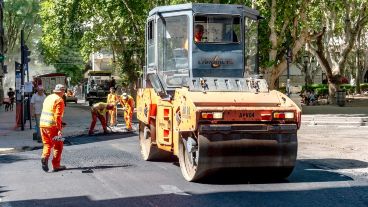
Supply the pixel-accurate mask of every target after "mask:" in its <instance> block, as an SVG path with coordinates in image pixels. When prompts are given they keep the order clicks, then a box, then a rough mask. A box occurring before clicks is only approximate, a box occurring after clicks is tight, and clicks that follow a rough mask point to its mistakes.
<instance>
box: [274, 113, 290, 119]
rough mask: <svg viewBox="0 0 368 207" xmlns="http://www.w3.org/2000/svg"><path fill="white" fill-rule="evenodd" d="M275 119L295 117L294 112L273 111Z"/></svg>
mask: <svg viewBox="0 0 368 207" xmlns="http://www.w3.org/2000/svg"><path fill="white" fill-rule="evenodd" d="M272 117H273V118H274V119H294V112H273V116H272Z"/></svg>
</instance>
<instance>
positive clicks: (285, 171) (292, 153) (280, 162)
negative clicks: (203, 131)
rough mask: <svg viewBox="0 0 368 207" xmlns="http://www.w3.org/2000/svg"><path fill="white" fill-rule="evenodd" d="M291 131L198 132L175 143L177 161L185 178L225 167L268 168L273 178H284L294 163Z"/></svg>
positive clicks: (201, 173) (294, 153)
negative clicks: (214, 132) (203, 132)
mask: <svg viewBox="0 0 368 207" xmlns="http://www.w3.org/2000/svg"><path fill="white" fill-rule="evenodd" d="M296 156H297V135H296V132H295V133H264V134H259V133H254V134H252V133H247V134H242V133H238V134H237V133H231V134H229V133H227V134H226V133H223V134H221V133H216V134H200V135H199V137H198V141H197V140H196V139H193V138H191V137H188V138H182V139H181V140H180V143H179V162H180V167H181V171H182V174H183V176H184V177H185V179H186V180H188V181H196V180H199V179H201V178H203V177H205V176H206V175H208V173H211V172H212V171H215V170H219V169H225V168H243V169H247V168H250V169H256V168H259V169H266V168H267V169H271V170H272V173H271V174H269V176H271V177H273V178H285V177H288V176H289V175H290V174H291V172H292V171H293V168H294V166H295V162H296Z"/></svg>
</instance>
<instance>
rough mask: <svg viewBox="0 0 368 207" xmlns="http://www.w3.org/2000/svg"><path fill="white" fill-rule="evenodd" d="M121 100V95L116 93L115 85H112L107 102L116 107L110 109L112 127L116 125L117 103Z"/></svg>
mask: <svg viewBox="0 0 368 207" xmlns="http://www.w3.org/2000/svg"><path fill="white" fill-rule="evenodd" d="M118 102H119V97H118V95H117V94H116V93H115V87H110V93H109V95H108V96H107V103H108V104H113V105H114V108H113V109H112V110H109V112H108V113H109V116H110V127H112V126H116V104H117V103H118Z"/></svg>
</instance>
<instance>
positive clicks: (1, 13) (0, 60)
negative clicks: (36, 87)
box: [0, 0, 6, 103]
mask: <svg viewBox="0 0 368 207" xmlns="http://www.w3.org/2000/svg"><path fill="white" fill-rule="evenodd" d="M0 56H1V57H0V58H1V60H0V103H3V100H4V86H3V77H4V74H5V73H6V71H4V59H5V56H4V0H0Z"/></svg>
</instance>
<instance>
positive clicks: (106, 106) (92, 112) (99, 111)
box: [88, 102, 115, 135]
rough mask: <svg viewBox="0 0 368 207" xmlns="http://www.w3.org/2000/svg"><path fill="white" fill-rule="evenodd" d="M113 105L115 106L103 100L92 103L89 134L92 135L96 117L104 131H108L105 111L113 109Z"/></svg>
mask: <svg viewBox="0 0 368 207" xmlns="http://www.w3.org/2000/svg"><path fill="white" fill-rule="evenodd" d="M114 107H115V105H114V104H108V103H104V102H99V103H96V104H93V106H92V107H91V114H92V122H91V126H90V127H89V132H88V134H89V135H92V134H93V133H94V132H93V130H94V129H95V126H96V121H97V118H98V119H99V120H100V122H101V125H102V128H103V130H104V133H108V131H107V126H106V120H105V116H106V113H107V111H109V110H113V109H114Z"/></svg>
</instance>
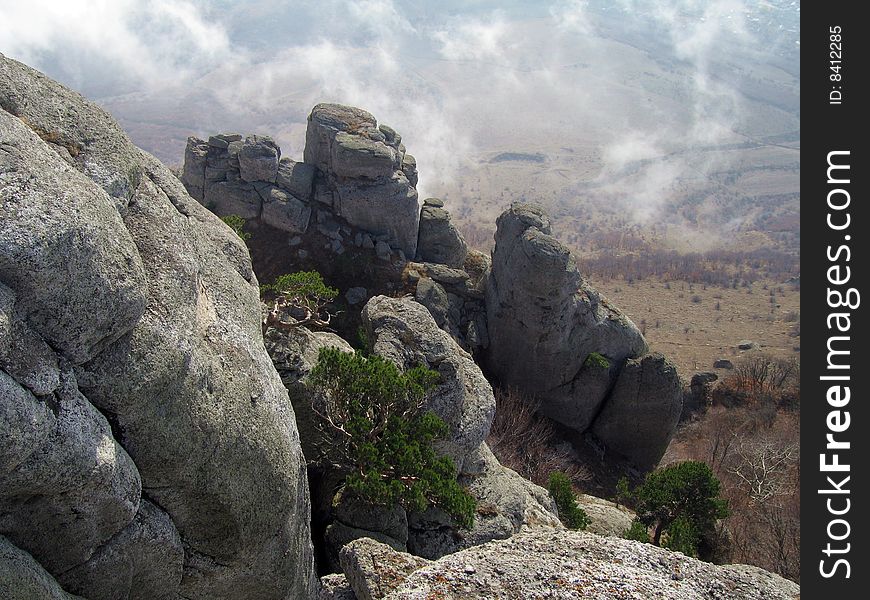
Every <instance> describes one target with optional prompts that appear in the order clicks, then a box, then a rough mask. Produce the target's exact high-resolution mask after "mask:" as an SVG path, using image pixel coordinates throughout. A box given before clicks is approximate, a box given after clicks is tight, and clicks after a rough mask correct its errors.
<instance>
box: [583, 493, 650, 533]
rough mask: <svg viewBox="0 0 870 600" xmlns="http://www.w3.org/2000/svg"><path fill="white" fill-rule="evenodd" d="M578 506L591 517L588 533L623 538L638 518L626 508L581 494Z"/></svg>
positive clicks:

TASK OBJECTIVE: The answer is the whole listing retyped exactly, with pictures omitted.

EXERCISE RESULT:
Supply the pixel-accurate mask of every target after "mask:" in its <instance> block, as an SVG path with coordinates in image pixels. When prompts are given they keep the order clicks, then a box, then a rough mask. A box occurring before clicks is only approximate, a box occurring after clicks is tight, and clicks that follow a rough mask point to its mistakes.
<instance>
box: [274, 113, 290, 119]
rough mask: <svg viewBox="0 0 368 207" xmlns="http://www.w3.org/2000/svg"><path fill="white" fill-rule="evenodd" d="M275 119L295 117L294 112L273 111Z"/></svg>
mask: <svg viewBox="0 0 368 207" xmlns="http://www.w3.org/2000/svg"><path fill="white" fill-rule="evenodd" d="M272 117H273V118H274V119H294V112H273V116H272Z"/></svg>
</instance>
<instance>
positive clicks: (285, 171) (292, 153) (280, 162)
negative clicks: (203, 131)
rough mask: <svg viewBox="0 0 368 207" xmlns="http://www.w3.org/2000/svg"><path fill="white" fill-rule="evenodd" d="M291 131L198 132L175 143L177 161L185 178L225 167L268 168L273 178H284L294 163Z"/></svg>
positive clicks: (201, 173) (294, 153)
negative clicks: (214, 132) (203, 132)
mask: <svg viewBox="0 0 368 207" xmlns="http://www.w3.org/2000/svg"><path fill="white" fill-rule="evenodd" d="M296 156H297V135H296V132H295V133H264V134H259V133H254V134H252V133H247V134H242V133H238V134H237V133H231V134H229V133H227V134H226V133H223V134H221V133H216V134H200V135H199V137H198V141H197V140H196V139H193V138H191V137H188V138H182V139H181V140H180V143H179V162H180V167H181V171H182V174H183V176H184V177H185V179H186V180H188V181H196V180H199V179H201V178H203V177H205V176H206V175H208V173H211V172H212V171H215V170H219V169H225V168H243V169H247V168H250V169H256V168H259V169H266V168H267V169H271V170H272V173H271V174H269V176H271V177H273V178H285V177H288V176H289V175H290V174H291V172H292V171H293V168H294V166H295V162H296Z"/></svg>
</instance>
<instance>
rough mask: <svg viewBox="0 0 368 207" xmlns="http://www.w3.org/2000/svg"><path fill="white" fill-rule="evenodd" d="M121 100V95L116 93L115 85H112L107 102L116 107L110 109L112 127L116 125L117 103Z"/></svg>
mask: <svg viewBox="0 0 368 207" xmlns="http://www.w3.org/2000/svg"><path fill="white" fill-rule="evenodd" d="M118 102H119V97H118V95H117V94H116V93H115V87H110V93H109V95H108V96H107V103H108V104H113V105H114V108H113V109H112V110H109V112H108V113H109V116H110V127H112V126H116V104H117V103H118Z"/></svg>
</instance>
<instance>
positive clicks: (1, 13) (0, 60)
negative clicks: (36, 87)
box: [0, 0, 6, 103]
mask: <svg viewBox="0 0 368 207" xmlns="http://www.w3.org/2000/svg"><path fill="white" fill-rule="evenodd" d="M0 56H1V57H0V58H1V60H0V103H3V100H4V86H3V77H4V74H5V73H6V71H4V59H5V56H4V0H0Z"/></svg>
</instance>
<instance>
positive clicks: (106, 106) (92, 112) (99, 111)
box: [88, 102, 115, 135]
rough mask: <svg viewBox="0 0 368 207" xmlns="http://www.w3.org/2000/svg"><path fill="white" fill-rule="evenodd" d="M113 105L115 106L103 100L92 103L89 134L92 135L96 117L104 131H108L105 111L113 109Z"/></svg>
mask: <svg viewBox="0 0 368 207" xmlns="http://www.w3.org/2000/svg"><path fill="white" fill-rule="evenodd" d="M114 107H115V105H114V104H108V103H104V102H99V103H96V104H93V106H92V107H91V114H92V122H91V126H90V127H89V132H88V134H89V135H92V134H93V133H94V132H93V130H94V129H95V126H96V121H97V118H98V119H99V120H100V122H101V125H102V128H103V130H104V133H108V131H107V126H106V120H105V116H106V113H107V111H109V110H113V109H114Z"/></svg>
</instance>
Every <instance> describes one target with optional prompts that appear in the order clicks, then a box, then a rough mask. Produce the target's exact high-resolution mask after "mask:" as an SVG path, using image pixel coordinates throughout. A box given before clicks is approximate, a box given after clicks is tight, and clicks after a rough mask correct its errors.
<instance>
box: [583, 493, 650, 533]
rough mask: <svg viewBox="0 0 870 600" xmlns="http://www.w3.org/2000/svg"><path fill="white" fill-rule="evenodd" d="M578 506L591 517L588 533L623 538L638 518L626 508L581 494Z"/></svg>
positive clicks:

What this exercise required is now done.